#### [Work instructions]
Select every line of the data below that contains the word "jewelry" and copy those lines out.

#### [Extracted material]
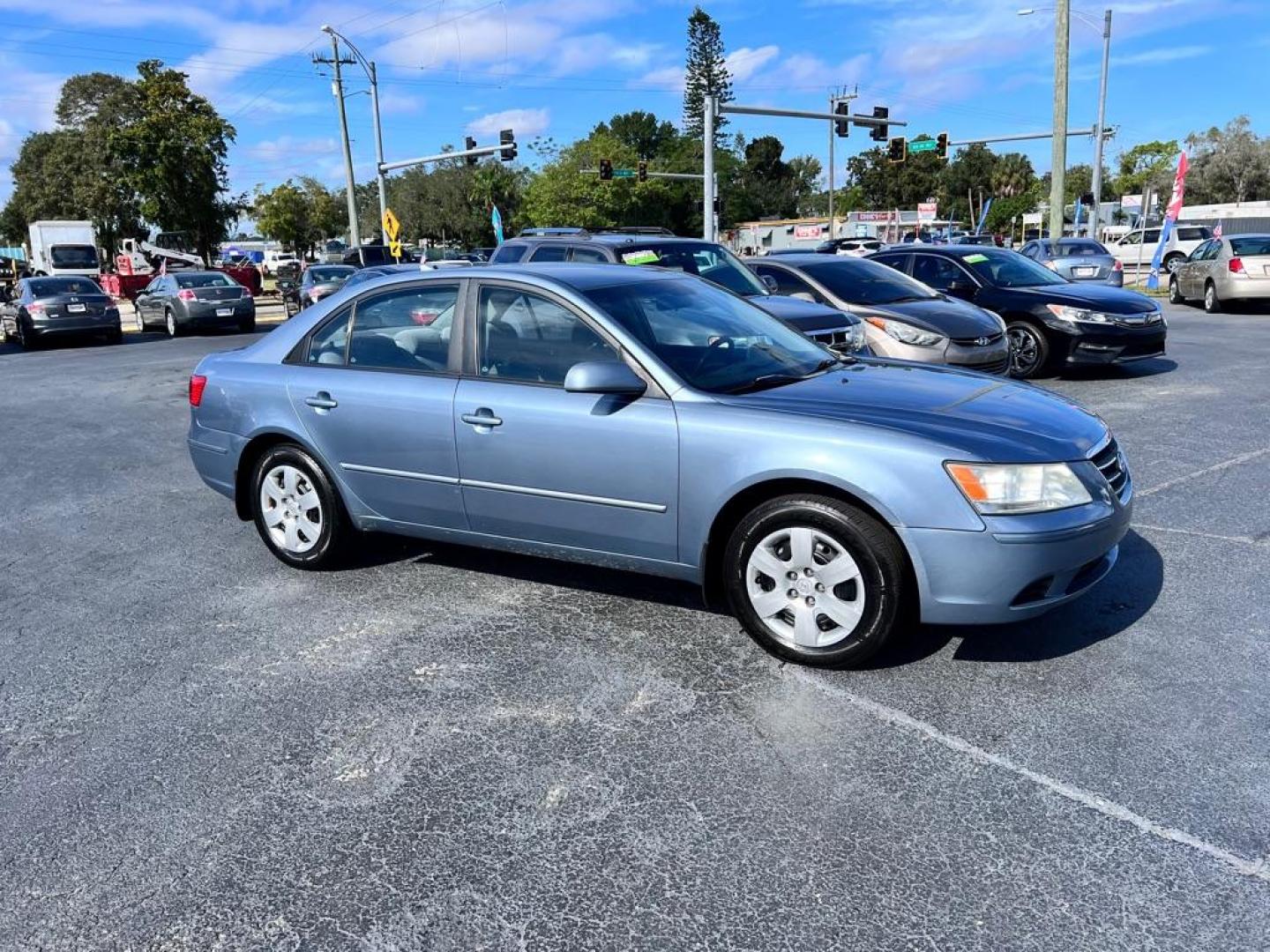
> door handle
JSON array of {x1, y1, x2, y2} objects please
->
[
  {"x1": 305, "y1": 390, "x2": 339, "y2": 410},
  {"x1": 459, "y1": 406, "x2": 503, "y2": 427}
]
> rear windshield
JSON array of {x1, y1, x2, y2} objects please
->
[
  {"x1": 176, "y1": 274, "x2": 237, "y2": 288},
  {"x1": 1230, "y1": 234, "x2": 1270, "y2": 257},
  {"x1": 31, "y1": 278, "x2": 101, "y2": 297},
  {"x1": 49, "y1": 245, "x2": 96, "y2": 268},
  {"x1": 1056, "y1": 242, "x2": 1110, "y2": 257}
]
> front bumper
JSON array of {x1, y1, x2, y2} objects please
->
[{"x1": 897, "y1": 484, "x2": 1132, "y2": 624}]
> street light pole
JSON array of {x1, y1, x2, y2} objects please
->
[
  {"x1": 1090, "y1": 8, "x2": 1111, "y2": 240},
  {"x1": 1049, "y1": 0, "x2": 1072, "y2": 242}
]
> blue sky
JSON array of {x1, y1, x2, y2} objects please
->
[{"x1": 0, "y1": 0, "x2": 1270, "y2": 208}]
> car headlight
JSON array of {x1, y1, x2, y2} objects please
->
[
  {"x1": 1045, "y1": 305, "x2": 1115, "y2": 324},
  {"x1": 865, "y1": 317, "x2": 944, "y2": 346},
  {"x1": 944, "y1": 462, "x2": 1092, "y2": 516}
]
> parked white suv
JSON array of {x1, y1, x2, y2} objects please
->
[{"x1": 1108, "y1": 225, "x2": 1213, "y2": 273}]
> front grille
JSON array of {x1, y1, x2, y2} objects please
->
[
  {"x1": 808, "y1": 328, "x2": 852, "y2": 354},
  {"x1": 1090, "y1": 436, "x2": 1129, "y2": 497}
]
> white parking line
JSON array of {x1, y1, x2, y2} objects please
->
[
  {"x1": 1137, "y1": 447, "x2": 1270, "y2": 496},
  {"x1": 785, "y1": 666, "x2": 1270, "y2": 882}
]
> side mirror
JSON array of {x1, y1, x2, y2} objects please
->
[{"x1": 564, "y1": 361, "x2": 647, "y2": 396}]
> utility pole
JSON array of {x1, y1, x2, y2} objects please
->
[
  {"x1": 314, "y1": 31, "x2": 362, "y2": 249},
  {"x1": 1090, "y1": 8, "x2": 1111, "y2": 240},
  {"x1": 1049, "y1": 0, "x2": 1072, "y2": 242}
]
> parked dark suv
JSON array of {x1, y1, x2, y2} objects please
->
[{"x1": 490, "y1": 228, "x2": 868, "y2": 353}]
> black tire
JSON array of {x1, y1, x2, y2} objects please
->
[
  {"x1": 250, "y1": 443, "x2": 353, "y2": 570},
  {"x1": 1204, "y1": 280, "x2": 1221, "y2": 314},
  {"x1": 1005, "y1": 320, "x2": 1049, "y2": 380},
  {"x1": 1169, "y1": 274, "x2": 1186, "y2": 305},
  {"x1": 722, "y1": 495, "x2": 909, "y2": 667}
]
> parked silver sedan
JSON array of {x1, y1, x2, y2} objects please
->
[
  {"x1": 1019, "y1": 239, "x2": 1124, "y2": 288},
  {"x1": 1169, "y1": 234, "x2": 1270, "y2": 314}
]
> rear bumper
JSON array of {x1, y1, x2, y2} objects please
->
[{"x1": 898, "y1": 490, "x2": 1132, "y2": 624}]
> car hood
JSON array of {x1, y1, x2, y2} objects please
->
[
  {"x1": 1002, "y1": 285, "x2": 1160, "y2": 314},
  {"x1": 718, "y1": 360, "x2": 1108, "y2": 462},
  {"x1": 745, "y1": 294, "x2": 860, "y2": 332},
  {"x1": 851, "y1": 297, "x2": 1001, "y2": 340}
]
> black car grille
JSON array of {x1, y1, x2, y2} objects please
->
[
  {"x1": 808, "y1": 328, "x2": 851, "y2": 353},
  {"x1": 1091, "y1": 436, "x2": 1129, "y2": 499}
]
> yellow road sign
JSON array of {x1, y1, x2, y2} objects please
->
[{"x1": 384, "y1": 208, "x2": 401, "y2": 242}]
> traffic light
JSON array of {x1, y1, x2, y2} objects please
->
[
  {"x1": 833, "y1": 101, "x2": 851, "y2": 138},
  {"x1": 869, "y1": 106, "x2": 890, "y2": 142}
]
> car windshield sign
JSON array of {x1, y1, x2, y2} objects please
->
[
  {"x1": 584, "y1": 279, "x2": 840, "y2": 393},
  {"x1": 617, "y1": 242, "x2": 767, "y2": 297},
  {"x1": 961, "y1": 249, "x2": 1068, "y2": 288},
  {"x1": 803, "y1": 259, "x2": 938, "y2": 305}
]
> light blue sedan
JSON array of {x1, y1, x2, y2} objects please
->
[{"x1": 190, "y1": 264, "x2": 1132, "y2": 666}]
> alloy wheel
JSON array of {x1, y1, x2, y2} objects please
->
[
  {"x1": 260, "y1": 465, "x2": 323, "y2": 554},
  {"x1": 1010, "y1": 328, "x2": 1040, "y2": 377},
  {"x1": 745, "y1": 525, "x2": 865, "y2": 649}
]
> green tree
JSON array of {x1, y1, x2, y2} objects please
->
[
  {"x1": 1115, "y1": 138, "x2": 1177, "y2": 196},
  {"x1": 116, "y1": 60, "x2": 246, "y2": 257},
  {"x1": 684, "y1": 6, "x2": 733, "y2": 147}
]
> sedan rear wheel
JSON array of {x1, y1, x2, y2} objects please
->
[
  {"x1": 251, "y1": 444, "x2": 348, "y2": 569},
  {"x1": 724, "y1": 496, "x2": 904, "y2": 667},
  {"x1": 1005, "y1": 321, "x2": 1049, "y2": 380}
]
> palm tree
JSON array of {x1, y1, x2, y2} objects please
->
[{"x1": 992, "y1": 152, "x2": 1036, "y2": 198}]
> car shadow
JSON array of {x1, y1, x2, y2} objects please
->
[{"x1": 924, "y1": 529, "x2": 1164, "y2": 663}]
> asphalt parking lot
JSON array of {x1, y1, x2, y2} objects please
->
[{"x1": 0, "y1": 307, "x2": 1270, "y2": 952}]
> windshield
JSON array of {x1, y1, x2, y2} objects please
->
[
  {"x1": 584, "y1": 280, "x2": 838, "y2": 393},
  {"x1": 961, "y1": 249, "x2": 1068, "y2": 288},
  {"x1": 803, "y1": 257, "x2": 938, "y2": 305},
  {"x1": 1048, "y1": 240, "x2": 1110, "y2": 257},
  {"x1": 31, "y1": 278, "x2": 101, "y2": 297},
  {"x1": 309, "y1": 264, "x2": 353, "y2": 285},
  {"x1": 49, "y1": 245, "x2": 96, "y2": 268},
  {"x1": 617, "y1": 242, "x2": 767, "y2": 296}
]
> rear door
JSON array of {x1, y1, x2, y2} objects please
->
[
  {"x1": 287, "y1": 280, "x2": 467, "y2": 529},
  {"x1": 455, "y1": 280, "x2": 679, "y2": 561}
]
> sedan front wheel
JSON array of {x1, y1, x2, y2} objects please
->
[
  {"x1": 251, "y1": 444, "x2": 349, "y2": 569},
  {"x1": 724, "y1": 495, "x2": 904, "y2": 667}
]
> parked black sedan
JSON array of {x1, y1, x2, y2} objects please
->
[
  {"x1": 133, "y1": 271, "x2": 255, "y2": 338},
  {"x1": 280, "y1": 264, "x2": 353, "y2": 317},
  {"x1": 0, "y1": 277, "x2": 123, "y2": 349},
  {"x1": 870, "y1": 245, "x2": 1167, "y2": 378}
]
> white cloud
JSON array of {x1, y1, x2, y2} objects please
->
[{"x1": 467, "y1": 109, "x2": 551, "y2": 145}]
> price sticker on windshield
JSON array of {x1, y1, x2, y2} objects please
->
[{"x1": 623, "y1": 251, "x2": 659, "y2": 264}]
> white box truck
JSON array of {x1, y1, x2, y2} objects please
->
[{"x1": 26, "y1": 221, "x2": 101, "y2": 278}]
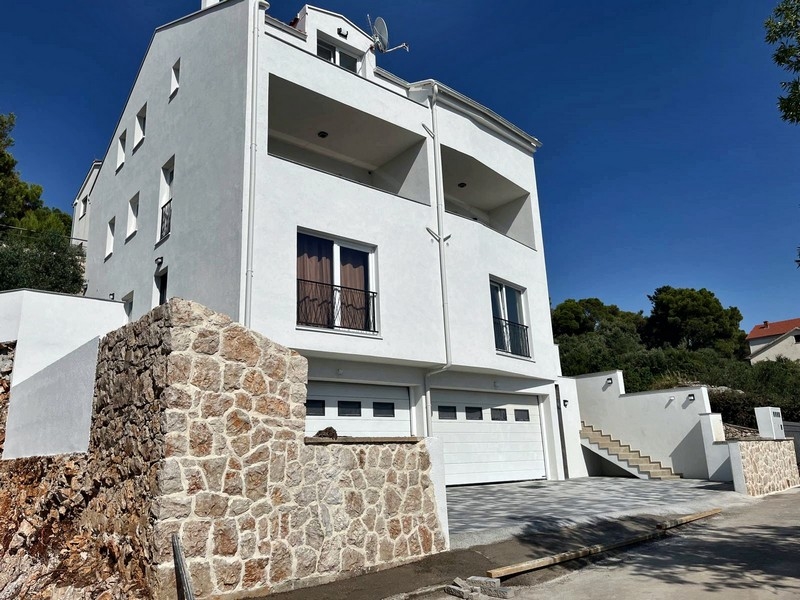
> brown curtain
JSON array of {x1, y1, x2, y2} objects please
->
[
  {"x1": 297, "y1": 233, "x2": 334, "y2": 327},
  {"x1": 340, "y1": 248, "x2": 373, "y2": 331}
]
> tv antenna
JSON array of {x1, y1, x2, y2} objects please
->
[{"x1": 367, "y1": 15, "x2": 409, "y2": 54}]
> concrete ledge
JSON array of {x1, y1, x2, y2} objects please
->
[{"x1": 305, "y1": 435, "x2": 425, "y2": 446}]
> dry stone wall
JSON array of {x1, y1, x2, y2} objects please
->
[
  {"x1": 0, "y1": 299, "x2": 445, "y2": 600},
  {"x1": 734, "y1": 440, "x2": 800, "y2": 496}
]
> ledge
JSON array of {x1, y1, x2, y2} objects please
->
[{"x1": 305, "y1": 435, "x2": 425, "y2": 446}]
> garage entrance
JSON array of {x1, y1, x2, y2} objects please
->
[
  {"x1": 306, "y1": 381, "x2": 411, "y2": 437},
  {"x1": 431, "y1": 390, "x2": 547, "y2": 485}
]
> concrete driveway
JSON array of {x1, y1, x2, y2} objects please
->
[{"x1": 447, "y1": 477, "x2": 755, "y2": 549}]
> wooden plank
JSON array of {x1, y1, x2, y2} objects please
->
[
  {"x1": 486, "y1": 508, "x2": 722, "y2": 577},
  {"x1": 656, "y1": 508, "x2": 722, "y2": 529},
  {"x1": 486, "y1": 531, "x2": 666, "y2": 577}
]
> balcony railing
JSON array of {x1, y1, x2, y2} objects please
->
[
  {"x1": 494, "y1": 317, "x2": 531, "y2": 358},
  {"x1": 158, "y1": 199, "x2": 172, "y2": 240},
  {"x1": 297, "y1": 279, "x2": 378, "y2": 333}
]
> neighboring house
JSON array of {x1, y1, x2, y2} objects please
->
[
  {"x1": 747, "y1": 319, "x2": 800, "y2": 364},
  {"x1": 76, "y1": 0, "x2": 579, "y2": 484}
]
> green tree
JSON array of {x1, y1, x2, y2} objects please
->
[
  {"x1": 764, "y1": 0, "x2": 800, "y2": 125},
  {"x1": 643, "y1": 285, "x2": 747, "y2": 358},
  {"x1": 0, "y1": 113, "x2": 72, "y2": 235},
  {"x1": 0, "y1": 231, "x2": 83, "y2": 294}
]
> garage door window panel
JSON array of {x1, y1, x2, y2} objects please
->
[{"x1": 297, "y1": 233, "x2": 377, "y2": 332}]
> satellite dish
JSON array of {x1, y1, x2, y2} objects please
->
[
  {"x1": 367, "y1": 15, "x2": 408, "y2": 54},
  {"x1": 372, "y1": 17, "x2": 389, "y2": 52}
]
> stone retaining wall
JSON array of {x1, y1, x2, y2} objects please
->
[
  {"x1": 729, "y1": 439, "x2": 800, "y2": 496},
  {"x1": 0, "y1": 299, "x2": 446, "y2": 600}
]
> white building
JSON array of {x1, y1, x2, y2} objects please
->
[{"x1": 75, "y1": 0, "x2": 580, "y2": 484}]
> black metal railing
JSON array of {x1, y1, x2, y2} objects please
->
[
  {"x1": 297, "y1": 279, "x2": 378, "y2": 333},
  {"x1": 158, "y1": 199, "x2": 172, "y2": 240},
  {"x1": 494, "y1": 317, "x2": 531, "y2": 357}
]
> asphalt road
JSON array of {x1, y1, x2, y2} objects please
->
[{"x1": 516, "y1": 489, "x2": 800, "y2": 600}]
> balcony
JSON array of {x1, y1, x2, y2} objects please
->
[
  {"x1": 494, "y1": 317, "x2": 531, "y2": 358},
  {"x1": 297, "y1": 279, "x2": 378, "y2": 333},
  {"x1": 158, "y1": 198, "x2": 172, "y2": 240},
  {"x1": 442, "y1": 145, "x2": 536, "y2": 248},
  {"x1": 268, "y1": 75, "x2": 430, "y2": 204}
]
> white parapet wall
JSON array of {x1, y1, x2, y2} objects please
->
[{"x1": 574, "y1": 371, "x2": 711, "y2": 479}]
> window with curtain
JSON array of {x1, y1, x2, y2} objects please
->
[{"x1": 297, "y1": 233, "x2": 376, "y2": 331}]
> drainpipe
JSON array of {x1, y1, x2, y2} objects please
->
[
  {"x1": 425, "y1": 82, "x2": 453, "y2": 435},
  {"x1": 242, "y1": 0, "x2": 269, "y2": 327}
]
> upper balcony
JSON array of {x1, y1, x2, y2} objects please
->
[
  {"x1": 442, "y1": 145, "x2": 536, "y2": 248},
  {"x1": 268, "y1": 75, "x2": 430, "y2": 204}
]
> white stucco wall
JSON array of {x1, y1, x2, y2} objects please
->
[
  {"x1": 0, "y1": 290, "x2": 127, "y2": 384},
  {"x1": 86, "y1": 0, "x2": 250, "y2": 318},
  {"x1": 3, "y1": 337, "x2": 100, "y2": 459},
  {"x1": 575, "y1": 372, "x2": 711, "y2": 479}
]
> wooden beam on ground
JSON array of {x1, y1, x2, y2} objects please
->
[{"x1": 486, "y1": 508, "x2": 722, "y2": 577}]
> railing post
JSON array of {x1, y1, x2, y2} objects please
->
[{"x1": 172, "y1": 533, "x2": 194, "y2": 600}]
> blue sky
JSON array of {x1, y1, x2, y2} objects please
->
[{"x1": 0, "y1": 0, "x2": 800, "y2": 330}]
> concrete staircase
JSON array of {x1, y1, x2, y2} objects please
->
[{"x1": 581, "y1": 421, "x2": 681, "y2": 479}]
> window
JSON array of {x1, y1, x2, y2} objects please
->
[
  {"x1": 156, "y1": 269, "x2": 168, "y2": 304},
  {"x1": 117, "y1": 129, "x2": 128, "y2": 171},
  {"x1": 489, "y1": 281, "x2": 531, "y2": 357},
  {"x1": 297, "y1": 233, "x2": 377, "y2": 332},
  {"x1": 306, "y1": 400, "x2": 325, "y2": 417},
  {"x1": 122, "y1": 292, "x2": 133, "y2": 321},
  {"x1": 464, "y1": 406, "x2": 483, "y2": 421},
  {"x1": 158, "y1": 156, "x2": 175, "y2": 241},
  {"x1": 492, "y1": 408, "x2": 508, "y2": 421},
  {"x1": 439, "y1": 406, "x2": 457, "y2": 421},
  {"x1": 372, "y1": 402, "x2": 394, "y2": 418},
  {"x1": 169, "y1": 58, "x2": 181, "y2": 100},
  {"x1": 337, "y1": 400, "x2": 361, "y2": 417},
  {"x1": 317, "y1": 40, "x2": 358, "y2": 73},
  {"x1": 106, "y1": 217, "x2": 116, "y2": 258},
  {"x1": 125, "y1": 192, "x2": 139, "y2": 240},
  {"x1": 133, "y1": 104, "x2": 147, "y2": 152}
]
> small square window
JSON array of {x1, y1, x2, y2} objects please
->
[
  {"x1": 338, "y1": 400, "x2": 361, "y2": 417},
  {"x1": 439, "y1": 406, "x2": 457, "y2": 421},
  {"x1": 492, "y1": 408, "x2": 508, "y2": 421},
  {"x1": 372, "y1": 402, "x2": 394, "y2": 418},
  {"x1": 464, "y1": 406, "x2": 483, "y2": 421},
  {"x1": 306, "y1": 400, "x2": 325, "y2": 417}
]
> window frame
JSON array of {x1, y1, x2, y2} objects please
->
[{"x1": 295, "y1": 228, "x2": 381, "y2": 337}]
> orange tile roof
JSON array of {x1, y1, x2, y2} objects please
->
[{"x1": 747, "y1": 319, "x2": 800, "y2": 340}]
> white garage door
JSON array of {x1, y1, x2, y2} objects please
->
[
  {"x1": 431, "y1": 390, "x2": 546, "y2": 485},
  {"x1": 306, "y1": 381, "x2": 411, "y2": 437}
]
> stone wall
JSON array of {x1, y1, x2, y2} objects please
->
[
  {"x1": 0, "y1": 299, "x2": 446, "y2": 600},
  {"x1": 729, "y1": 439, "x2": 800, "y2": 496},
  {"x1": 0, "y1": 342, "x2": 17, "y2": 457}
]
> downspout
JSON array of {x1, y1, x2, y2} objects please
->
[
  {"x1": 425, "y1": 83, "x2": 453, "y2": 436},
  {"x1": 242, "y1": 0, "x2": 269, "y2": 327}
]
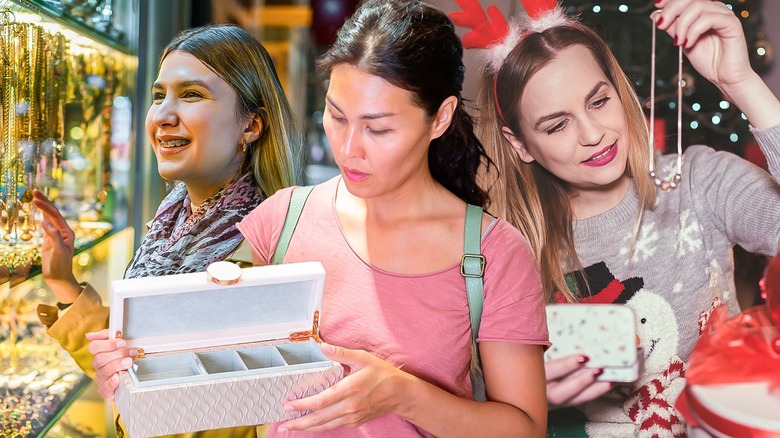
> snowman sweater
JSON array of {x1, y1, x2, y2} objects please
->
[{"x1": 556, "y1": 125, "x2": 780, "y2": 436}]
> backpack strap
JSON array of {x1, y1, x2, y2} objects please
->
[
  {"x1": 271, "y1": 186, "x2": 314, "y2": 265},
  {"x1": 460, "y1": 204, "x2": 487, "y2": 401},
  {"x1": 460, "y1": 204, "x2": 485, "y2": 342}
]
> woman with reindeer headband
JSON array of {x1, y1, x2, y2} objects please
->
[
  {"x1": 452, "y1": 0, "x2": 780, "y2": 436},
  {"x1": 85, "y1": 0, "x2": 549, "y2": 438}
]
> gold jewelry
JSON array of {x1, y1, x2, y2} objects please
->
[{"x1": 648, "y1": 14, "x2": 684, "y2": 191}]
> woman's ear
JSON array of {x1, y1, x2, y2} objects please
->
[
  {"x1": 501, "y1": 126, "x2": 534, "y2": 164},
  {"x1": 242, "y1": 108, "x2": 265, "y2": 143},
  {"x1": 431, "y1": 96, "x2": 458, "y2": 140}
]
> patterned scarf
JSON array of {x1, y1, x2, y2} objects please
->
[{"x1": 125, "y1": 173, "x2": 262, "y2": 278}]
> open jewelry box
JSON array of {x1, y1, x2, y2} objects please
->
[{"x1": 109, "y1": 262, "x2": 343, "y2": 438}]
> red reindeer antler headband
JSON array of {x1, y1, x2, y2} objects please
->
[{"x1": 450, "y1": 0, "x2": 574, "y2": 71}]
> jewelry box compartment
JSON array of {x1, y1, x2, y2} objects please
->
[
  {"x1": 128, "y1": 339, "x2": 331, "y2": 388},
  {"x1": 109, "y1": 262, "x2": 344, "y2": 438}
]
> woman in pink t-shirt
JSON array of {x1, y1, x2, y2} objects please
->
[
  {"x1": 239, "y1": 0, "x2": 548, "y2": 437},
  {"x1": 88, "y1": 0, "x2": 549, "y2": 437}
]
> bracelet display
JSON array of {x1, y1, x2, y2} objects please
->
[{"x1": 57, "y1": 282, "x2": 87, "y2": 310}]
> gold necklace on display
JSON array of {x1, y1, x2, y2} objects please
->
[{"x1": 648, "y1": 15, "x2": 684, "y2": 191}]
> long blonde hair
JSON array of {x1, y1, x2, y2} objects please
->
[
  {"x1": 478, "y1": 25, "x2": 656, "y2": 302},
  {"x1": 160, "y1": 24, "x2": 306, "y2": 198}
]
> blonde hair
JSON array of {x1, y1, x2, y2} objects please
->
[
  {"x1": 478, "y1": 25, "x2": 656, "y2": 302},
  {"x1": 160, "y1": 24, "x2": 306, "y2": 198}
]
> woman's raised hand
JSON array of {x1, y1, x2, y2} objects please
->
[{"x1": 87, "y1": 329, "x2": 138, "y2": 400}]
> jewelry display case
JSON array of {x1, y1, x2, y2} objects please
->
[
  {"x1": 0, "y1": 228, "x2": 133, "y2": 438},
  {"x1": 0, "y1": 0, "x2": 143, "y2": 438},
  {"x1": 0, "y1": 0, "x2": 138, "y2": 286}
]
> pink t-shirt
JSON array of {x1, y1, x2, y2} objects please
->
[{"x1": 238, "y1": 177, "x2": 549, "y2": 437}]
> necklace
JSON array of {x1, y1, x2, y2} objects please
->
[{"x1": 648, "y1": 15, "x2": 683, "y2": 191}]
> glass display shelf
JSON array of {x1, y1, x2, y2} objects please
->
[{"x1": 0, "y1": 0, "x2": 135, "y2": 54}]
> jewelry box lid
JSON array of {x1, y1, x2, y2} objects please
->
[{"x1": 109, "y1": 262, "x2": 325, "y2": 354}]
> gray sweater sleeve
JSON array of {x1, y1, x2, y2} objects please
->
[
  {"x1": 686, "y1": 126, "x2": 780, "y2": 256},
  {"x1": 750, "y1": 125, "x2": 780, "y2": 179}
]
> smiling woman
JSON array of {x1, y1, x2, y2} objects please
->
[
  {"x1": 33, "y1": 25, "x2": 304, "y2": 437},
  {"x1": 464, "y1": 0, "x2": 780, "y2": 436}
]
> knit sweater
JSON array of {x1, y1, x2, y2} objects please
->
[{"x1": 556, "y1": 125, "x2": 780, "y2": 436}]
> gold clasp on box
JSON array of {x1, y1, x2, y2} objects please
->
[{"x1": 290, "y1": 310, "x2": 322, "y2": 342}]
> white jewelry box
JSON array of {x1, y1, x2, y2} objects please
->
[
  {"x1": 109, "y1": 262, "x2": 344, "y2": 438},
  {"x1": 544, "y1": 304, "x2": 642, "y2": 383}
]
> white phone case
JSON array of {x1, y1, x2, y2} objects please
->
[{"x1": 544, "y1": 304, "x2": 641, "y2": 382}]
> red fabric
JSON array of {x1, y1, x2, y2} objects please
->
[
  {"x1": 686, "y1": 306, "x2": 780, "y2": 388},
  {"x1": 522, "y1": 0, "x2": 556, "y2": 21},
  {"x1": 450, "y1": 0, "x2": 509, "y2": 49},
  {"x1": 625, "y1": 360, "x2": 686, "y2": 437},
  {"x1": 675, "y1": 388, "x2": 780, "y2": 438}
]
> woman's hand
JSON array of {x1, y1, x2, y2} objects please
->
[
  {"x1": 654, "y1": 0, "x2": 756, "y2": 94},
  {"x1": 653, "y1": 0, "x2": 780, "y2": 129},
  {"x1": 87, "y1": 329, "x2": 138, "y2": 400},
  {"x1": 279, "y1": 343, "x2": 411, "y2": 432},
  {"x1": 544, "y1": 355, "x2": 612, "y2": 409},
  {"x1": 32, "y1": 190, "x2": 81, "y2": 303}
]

#### [Result for this exercise]
> gold jewelry
> open jewelry box
> jewelry box compartment
> jewelry display case
> jewelry box lid
> white jewelry box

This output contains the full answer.